Problem statement: Return the following lines unchanged, each one word for word.

Available data:
****************
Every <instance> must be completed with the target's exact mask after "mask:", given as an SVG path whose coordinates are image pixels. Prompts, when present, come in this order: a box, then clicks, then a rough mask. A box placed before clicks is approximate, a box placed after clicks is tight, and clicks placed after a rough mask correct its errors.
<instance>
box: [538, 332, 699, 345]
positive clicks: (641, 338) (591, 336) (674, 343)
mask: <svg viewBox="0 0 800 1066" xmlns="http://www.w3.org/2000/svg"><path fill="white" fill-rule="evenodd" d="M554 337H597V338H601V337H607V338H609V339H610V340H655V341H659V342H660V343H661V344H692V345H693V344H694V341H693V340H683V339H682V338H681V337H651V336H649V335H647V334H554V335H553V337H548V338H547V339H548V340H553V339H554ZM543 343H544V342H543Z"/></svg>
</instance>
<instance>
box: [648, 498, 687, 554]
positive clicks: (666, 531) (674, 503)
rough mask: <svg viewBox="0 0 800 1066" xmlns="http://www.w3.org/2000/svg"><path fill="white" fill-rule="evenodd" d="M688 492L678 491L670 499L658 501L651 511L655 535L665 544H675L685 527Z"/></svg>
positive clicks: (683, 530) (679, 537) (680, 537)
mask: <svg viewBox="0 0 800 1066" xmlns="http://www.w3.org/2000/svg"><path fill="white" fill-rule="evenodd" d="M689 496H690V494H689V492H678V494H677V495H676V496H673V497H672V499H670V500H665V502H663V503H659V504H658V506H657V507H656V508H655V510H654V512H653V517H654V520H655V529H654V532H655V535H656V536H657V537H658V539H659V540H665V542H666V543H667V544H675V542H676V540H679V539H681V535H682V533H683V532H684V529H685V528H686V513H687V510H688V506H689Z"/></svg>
****************
Result for this task:
Every <instance> must be completed with the target's exact mask after "mask:", given as an SVG path whose coordinates are image pixels. Prompts, when present, come in this order: a box, then clicks, then a rough mask. A box placed before clicks is approximate, a box placed after clicks is tight, and clicks placed after a rough mask correct its errors.
<instance>
box: [538, 332, 699, 345]
positive clicks: (641, 338) (591, 336) (674, 343)
mask: <svg viewBox="0 0 800 1066" xmlns="http://www.w3.org/2000/svg"><path fill="white" fill-rule="evenodd" d="M554 337H597V338H601V337H607V338H609V339H610V340H655V341H659V342H660V343H661V344H692V345H693V344H694V341H693V340H683V339H682V338H681V337H651V336H649V335H647V334H554V335H553V337H548V338H547V339H548V340H553V339H554ZM543 343H544V342H543Z"/></svg>
</instance>
<instance>
box: [648, 498, 687, 554]
positive clicks: (666, 531) (674, 503)
rough mask: <svg viewBox="0 0 800 1066" xmlns="http://www.w3.org/2000/svg"><path fill="white" fill-rule="evenodd" d="M688 492L678 491L670 499L658 501L651 511L655 535L665 544H675L685 527Z"/></svg>
positive clicks: (683, 530) (679, 537) (680, 537)
mask: <svg viewBox="0 0 800 1066" xmlns="http://www.w3.org/2000/svg"><path fill="white" fill-rule="evenodd" d="M689 496H690V494H689V492H678V494H677V495H676V496H673V497H672V499H670V500H665V502H663V503H659V504H658V506H657V507H656V508H655V510H654V512H653V517H654V520H655V529H654V532H655V535H656V536H657V537H658V539H659V540H665V542H666V543H667V544H675V542H676V540H679V539H681V535H682V533H683V532H684V529H685V528H686V513H687V510H688V506H689Z"/></svg>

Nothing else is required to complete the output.